SECCIÓN DEL DOCUMENTO –

Séame permitido
romper una lanza en favor de la mujer que ha deseado para Inés Arrimadas una
violación en grupo. Una lanza tan solo, y ni siquiera muy gruesa. Inés
Arrimadas cuenta con todo mi respeto y mi admiración, aunque no con mi voto. Creo
que hace muy bien en demandar ante los tribunales de justicia a quien le ha
deseado un mal tan grande y tan retorcido; siquiera sea porque no es admisible
que las redes sociales alberguen de rositas expresiones de odio tan
desaforadas. Me parece necesario poner coto a los insultos y a las expresiones públicas
de malevolencia enfermiza que imperceptiblemente han ido creciendo en la red hasta
alcanzar unas magnitudes alarmantes.
Pero (aquí está la
lanza que rompo), en este caso la ofensora ha hecho públicos en la red su
nombre y sus dos apellidos. No se trata de un troll, que escupe un veneno
incluso más nocivo – amenazas de muerte – al amparo del anonimato. Su aparición
en facebook le ha costado, de momento, su empleo (temporal) en una empresa inmobiliaria.

Entradas de datos recopiladas –
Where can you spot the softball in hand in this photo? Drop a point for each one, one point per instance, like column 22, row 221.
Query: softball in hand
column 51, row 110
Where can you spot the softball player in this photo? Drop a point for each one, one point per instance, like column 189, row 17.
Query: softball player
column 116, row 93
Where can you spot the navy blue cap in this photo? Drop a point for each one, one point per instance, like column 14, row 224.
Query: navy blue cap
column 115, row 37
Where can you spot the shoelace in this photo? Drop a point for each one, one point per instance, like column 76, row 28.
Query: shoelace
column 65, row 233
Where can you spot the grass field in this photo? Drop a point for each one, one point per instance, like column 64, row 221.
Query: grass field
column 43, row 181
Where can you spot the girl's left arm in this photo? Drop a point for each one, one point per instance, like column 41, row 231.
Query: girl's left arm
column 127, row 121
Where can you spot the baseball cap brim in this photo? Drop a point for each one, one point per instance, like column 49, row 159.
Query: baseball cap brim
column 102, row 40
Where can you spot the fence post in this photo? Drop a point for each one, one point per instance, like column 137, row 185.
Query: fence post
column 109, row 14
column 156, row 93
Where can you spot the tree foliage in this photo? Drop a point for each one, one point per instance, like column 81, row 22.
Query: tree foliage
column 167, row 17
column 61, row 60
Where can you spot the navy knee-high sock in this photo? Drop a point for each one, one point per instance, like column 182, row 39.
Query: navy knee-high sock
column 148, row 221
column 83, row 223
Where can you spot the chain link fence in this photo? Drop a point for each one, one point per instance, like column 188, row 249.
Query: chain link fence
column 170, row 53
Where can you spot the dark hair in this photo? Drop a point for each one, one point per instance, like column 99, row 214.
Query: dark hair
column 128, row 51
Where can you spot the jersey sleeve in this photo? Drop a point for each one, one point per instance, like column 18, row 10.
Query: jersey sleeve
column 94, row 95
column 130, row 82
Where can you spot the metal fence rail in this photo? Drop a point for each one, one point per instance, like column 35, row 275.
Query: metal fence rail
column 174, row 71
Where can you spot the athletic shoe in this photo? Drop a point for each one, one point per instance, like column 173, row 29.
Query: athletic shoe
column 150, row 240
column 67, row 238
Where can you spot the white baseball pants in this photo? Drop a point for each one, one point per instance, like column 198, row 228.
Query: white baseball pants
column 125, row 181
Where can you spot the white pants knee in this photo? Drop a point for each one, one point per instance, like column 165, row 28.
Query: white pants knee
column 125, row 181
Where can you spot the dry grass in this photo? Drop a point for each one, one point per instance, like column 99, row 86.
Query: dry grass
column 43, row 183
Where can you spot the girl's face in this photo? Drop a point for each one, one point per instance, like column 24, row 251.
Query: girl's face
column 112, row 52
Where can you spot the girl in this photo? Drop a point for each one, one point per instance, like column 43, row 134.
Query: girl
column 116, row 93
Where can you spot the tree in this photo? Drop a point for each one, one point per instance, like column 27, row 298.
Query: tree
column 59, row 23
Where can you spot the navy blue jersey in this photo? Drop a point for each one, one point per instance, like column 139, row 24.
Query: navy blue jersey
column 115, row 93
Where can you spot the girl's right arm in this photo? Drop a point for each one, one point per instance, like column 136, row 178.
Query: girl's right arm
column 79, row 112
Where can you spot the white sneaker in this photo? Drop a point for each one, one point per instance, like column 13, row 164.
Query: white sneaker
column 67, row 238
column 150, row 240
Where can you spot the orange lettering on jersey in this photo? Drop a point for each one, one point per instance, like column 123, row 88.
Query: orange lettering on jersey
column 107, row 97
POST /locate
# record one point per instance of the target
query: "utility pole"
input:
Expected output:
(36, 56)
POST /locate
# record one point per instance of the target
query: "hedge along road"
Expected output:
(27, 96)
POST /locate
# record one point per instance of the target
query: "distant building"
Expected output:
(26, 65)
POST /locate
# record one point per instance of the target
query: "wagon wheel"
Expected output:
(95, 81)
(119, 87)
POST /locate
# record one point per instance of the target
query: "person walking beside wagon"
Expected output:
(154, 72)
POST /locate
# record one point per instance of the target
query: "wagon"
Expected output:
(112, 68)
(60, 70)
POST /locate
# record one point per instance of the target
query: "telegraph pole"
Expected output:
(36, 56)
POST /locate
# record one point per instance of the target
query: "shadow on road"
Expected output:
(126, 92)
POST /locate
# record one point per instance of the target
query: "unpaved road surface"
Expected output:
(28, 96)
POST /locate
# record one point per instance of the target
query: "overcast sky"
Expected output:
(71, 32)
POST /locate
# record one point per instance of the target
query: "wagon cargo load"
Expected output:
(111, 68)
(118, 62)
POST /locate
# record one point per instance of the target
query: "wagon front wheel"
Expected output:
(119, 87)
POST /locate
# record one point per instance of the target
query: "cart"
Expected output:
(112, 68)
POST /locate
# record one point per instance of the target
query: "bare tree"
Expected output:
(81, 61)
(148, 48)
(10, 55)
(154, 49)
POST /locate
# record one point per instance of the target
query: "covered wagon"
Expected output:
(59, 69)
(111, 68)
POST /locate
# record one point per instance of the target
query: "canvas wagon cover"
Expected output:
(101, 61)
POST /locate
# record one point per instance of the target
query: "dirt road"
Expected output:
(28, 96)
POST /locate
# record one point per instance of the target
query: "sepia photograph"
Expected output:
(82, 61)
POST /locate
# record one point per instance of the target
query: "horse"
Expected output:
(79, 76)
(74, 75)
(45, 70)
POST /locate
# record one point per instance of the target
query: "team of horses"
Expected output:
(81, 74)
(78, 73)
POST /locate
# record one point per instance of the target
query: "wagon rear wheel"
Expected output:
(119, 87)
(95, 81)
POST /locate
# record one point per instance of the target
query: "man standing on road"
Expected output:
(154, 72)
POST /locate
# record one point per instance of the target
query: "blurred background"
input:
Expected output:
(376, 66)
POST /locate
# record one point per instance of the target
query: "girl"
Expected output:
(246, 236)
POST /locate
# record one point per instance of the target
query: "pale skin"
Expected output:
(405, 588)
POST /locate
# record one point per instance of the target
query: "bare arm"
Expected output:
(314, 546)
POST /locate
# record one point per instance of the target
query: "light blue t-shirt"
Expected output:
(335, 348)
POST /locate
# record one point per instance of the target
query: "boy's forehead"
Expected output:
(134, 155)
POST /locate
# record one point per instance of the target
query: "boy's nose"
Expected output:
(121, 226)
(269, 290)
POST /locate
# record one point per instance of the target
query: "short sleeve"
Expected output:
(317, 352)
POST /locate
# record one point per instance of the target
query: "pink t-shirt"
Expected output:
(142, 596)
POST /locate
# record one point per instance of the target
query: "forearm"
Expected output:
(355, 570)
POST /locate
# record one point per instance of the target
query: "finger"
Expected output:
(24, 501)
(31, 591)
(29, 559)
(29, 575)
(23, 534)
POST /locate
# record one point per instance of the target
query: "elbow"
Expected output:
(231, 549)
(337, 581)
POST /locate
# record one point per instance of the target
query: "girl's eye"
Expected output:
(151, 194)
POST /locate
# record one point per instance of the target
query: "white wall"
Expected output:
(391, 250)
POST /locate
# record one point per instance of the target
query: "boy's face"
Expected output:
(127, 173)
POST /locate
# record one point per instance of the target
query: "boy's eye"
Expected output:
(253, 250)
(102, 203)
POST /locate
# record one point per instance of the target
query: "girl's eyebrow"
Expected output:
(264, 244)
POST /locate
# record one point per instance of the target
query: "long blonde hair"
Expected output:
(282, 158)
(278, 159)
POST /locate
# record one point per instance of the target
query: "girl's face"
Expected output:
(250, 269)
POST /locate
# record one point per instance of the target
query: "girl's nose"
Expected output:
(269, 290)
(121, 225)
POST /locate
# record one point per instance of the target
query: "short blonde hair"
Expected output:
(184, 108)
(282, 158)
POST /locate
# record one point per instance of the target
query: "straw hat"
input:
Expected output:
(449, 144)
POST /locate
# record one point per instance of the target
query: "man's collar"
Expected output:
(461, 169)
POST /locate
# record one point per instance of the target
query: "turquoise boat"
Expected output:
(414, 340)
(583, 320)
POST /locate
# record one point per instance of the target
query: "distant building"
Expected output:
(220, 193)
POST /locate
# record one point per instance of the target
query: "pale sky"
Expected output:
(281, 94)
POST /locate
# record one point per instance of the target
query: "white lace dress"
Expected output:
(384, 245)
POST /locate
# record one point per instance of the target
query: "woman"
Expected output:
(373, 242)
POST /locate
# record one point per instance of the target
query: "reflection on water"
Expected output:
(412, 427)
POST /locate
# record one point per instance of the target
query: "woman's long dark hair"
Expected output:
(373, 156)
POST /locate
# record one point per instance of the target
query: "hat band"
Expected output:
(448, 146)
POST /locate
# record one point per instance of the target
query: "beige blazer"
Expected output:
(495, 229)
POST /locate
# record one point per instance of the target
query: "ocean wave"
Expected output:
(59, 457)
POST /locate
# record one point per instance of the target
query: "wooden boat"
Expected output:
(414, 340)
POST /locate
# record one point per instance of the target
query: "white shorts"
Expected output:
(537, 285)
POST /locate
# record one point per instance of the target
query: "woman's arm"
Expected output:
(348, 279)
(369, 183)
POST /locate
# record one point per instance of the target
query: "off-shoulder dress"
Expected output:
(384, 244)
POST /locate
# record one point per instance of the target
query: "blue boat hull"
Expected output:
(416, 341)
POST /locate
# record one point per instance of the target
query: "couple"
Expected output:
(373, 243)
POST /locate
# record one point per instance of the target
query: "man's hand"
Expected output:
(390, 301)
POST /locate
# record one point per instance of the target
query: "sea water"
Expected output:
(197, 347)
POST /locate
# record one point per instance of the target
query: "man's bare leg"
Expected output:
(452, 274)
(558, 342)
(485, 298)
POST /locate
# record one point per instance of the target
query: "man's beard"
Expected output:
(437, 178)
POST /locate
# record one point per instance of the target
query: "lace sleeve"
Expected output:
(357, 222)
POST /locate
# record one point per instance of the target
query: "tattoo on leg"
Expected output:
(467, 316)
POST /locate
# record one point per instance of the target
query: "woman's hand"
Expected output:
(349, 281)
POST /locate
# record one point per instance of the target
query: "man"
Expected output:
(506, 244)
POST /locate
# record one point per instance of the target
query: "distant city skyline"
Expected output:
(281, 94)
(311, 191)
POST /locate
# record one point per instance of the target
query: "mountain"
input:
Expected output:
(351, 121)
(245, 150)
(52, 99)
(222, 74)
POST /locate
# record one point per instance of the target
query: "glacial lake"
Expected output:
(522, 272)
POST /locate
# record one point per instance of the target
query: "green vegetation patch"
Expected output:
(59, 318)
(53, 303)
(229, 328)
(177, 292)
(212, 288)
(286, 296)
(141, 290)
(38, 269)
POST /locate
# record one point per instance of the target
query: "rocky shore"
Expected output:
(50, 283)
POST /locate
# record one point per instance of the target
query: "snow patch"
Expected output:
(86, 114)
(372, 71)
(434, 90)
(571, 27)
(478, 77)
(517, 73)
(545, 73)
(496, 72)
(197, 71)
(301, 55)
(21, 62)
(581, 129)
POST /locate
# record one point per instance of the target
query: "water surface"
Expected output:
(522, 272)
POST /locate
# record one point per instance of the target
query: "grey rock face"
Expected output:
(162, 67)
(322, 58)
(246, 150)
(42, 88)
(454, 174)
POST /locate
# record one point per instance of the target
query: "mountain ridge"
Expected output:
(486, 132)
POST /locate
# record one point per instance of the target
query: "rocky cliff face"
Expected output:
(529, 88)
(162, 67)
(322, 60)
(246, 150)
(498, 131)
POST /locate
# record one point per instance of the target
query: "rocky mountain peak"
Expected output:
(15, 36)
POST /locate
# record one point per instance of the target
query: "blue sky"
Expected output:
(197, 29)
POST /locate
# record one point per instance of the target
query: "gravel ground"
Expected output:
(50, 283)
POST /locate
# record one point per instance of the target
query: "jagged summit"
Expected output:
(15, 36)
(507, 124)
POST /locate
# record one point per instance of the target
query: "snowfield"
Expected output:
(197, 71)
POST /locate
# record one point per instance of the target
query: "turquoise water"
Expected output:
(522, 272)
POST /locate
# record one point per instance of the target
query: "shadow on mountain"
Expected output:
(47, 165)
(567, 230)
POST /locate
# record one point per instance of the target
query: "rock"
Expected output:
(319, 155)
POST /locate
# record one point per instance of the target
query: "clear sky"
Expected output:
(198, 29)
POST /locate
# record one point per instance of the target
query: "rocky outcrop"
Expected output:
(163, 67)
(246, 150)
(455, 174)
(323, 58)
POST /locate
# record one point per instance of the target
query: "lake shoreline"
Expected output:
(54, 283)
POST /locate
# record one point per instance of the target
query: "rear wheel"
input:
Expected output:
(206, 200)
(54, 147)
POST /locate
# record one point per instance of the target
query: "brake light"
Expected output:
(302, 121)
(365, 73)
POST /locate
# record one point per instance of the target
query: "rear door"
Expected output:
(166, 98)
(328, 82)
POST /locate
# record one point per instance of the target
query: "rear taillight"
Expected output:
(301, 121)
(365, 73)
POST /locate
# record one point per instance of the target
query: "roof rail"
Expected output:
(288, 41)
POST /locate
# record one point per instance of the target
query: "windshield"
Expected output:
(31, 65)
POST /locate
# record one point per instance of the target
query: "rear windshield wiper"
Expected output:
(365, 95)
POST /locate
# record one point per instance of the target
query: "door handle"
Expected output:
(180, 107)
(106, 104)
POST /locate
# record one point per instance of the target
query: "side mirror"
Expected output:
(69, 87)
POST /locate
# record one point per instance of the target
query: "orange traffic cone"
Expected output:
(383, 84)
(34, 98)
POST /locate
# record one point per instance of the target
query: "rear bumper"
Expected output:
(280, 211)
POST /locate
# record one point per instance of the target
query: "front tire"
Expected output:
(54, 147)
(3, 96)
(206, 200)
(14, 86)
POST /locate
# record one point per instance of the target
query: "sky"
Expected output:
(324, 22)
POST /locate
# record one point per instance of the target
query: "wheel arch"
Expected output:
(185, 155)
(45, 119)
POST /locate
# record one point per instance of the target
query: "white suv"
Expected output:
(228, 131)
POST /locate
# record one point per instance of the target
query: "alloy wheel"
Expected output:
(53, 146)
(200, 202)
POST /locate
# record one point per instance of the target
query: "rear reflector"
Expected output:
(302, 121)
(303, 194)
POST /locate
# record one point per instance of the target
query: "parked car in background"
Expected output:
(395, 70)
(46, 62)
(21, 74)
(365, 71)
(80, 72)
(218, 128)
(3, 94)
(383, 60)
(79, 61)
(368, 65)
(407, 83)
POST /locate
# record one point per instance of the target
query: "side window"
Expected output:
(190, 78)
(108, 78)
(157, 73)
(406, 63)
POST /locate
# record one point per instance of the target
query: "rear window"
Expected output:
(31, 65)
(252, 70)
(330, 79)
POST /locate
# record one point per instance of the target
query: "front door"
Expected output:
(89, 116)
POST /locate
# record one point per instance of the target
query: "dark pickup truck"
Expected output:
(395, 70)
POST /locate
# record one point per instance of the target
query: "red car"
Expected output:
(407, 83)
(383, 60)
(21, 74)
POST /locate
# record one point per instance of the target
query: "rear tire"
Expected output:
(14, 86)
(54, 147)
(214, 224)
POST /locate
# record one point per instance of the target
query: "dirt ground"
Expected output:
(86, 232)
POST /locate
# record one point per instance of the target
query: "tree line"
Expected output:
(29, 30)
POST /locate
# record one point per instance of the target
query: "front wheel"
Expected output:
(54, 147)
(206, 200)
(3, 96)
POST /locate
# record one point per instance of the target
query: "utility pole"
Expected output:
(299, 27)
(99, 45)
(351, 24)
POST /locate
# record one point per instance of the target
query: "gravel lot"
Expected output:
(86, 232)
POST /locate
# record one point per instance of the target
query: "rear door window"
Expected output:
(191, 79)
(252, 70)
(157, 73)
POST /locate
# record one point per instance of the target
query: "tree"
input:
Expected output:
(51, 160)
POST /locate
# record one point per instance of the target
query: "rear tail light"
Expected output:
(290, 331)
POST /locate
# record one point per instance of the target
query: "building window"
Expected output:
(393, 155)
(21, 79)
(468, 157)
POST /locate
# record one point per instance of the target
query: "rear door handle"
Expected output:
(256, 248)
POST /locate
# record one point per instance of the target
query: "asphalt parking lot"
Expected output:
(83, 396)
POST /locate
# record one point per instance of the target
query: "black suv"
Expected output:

EJERCICIO A –
Responda a las siguientes preguntas sobre el texto acerca de Inés Arrimadas:
(i) ¿Qué le concede el autor a Inés Arrimadas y qué no le concede?
(ii) ¿Qué datos ha hecho públicos en la red la ofensora?
(iii) ¿Qué le ha costado, de momento, su aparición en Facebook?
EJERCICIO B – Cite el pasaje del texto sobre Inés Arrimadas que va desde "Pero (aquí está" hasta "una empresa inmobiliaria.".

RESPUESTA A –
(i) Le concede todo su respeto y su admiración, pero no su voto.
(ii) Su nombre y sus dos apellidos.
(iii) Su empleo temporal en una empresa inmobiliaria.

RESPUESTA B –
Pero (aquí está la
lanza que rompo), en este caso la ofensora ha hecho públicos en la red su
nombre y sus dos apellidos. No se trata de un troll, que escupe un veneno
incluso más nocivo – amenazas de muerte – al amparo del anonimato. Su aparición
en facebook le ha costado, de momento, su empleo (temporal) en una empresa inmobiliaria.